## What is needed
Look for the string "side" in the data below, and copy each line that holds it.
[Provided entries — start]
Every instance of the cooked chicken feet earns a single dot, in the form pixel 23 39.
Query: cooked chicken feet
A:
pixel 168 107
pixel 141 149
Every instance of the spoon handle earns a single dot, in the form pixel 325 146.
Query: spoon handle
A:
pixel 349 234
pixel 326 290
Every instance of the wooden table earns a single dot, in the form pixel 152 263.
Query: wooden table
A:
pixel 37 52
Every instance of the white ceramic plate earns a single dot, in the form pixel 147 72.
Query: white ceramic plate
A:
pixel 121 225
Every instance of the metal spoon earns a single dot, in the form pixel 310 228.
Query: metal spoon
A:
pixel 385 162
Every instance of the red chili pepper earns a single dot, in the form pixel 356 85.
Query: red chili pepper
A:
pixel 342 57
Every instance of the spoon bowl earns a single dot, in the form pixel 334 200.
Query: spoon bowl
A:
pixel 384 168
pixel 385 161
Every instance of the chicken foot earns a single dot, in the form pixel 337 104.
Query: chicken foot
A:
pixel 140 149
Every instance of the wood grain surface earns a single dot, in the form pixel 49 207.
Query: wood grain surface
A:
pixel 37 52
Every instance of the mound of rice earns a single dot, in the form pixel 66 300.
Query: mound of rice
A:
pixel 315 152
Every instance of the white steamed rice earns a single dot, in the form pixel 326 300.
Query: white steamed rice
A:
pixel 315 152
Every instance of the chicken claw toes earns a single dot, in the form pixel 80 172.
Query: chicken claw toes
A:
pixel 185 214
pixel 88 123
[Provided entries — finish]
[Provided entries — start]
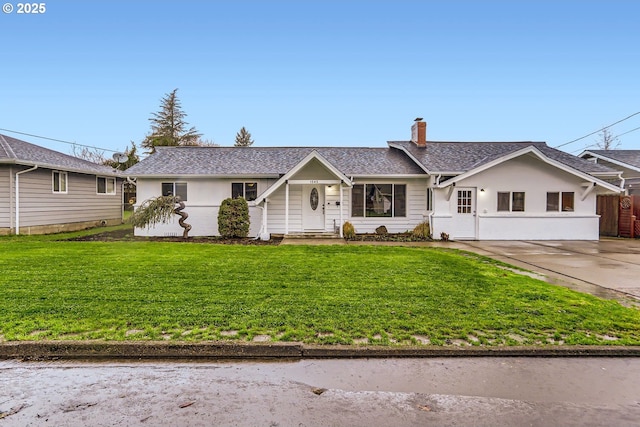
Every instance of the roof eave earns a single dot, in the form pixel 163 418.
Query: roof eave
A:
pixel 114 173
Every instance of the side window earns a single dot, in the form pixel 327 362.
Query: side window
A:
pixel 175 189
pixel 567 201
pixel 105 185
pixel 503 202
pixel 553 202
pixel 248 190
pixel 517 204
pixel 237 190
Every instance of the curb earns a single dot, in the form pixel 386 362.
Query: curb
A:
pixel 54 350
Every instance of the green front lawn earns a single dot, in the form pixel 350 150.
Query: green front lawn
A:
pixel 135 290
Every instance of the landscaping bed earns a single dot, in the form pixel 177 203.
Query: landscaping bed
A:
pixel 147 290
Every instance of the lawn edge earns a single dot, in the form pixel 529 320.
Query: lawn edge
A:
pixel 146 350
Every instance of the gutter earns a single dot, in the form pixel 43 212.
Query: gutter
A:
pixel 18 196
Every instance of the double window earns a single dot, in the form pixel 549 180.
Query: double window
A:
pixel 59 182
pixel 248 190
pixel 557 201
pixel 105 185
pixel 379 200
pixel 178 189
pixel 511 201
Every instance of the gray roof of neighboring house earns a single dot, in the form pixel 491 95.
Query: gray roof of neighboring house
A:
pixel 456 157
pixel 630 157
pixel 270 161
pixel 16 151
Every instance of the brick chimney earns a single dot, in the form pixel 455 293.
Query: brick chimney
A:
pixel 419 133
[Provided entries — finish]
## Answer section
Every instance of the side window earns a single dot, in the form pixel 327 362.
Query: side window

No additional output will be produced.